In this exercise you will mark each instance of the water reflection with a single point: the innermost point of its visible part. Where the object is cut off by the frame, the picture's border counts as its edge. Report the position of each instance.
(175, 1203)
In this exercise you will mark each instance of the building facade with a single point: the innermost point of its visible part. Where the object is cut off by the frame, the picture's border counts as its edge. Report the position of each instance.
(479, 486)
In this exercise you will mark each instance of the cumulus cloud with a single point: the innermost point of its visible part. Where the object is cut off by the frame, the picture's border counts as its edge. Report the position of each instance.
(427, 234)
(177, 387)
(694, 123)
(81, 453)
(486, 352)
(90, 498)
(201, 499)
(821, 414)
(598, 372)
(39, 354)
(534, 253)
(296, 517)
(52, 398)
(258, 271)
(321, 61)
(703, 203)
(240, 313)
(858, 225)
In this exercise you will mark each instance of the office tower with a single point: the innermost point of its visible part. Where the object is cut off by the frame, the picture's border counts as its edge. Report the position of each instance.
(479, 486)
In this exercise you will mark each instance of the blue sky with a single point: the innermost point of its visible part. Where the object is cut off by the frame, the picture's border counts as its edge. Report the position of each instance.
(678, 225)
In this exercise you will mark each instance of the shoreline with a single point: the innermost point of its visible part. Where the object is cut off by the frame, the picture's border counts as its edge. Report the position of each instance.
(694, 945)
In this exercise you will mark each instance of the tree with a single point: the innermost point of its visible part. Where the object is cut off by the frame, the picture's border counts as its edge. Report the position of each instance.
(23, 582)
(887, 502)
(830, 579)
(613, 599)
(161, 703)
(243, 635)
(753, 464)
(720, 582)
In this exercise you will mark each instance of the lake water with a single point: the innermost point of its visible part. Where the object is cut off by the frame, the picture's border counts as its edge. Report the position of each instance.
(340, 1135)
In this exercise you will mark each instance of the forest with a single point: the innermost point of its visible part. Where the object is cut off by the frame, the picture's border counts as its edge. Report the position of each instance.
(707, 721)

• PROBLEM REQUIREMENTS: Rewrite all of the items above as a numbered list, leaving out any blank lines.

• SOLUTION TO THIS PROBLEM:
1. In this exercise you will mark each instance of the water reflection with a single point: the innermost point of its visible part. Where the object is cut off by the frame, the picture's border counts as its edge. Report the position of each instance.
2. (175, 1203)
3. In this exercise you will mark each instance of the building facade with a single point: the innermost point of its visible part. Where the object is cut off by the frame, the picture's border counts as its edge. Report the position of each instance.
4. (479, 486)
5. In this exercise you will mark each instance of the cumulus cloud with a single point: the innermost point of its visible part. Where the object is cut off by the frame, the picture's border counts as its edge. Report the position of each instance.
6. (427, 234)
7. (177, 387)
8. (694, 123)
9. (81, 453)
10. (486, 352)
11. (90, 498)
12. (201, 499)
13. (821, 414)
14. (598, 372)
15. (39, 354)
16. (534, 253)
17. (296, 517)
18. (52, 398)
19. (258, 271)
20. (321, 61)
21. (703, 203)
22. (240, 313)
23. (858, 225)
24. In this exercise you will mark each instance of the office tower with a single point: the innermost point of its visible part. Where the object is cut off by the frame, the picture's border counts as its edge. Report the position of each instance.
25. (479, 486)
26. In this exercise you will mark each instance of the blue sky with a single point: the innermost point of its visible part. Where the object is cut off by the frame, the picture's border counts as its edge. Report the position of each instance.
27. (678, 225)
28. In this exercise you will mark each instance of the shoreline with a single point: the innermost point of its visible part. Where the object is cut off by the frame, the picture's border counts as its edge. Report the position of each instance.
29. (694, 945)
30. In this exercise you will mark each instance of the tree with a single point: the innermost point of its visible part. Where the object is cut off by the frame, the picture's border counts as its edge. Report the position of each instance.
31. (23, 582)
32. (887, 502)
33. (830, 579)
34. (613, 599)
35. (161, 703)
36. (243, 635)
37. (753, 464)
38. (720, 582)
39. In this exercise you will mark each instance of the lake water with a single point: the innermost point of its visible part. Where the object is cut off by the frame, the picture's border counts as its edge. Report the position of each instance.
40. (340, 1135)
41. In this exercise you will mark each instance of the forest with a single point: the innermost point of its visible part. Where the object is cut off by the frame, the picture's border counts as its edge. Report the position of each instance.
42. (707, 721)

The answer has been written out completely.